### WHAT YOU HAVE TO DO
Format all of the items below as a numbered list, leaving out any blank lines.
--- EXERCISE MATERIALS ---
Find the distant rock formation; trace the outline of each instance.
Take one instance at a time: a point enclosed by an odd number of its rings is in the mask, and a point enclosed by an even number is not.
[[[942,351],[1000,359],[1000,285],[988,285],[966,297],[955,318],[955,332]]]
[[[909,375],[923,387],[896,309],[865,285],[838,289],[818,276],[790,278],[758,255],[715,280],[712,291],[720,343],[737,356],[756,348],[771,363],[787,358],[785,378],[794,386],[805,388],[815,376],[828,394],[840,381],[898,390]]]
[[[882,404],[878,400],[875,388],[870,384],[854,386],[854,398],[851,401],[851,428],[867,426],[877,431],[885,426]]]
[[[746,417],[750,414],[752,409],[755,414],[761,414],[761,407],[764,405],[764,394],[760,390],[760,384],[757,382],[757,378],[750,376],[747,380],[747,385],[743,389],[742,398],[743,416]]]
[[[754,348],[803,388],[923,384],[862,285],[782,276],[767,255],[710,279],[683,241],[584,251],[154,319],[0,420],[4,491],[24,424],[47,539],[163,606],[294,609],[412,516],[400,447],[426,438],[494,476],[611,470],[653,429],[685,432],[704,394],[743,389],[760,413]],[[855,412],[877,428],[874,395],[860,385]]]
---
### COMPLETED EXERCISE
1. Find the distant rock formation; trace the outline of each instance.
2. Take one instance at a time: a point enclosed by an odd number of its rings is in the mask, and a point enclosed by an even number is not.
3. [[[942,351],[1000,359],[1000,285],[988,285],[966,297],[955,318],[955,332]]]
4. [[[909,375],[923,387],[896,309],[865,285],[838,289],[818,276],[790,278],[758,255],[715,280],[712,291],[720,343],[737,356],[756,348],[771,363],[787,358],[785,378],[794,386],[805,388],[815,376],[828,394],[840,381],[898,390]]]
5. [[[882,404],[878,400],[875,388],[870,384],[854,386],[854,398],[851,401],[851,428],[867,426],[877,431],[885,426]]]
6. [[[746,417],[750,414],[752,409],[755,414],[761,414],[761,407],[764,405],[764,394],[760,390],[760,384],[757,382],[757,378],[750,376],[747,380],[747,385],[743,389],[742,398],[743,416]]]
7. [[[754,348],[803,388],[923,384],[862,285],[782,276],[767,255],[710,279],[683,241],[584,251],[154,319],[0,420],[4,491],[24,424],[47,539],[163,606],[294,609],[412,516],[400,447],[426,438],[494,476],[611,470],[653,429],[685,432],[704,394],[743,389],[760,413]],[[855,412],[877,428],[874,395],[860,385]]]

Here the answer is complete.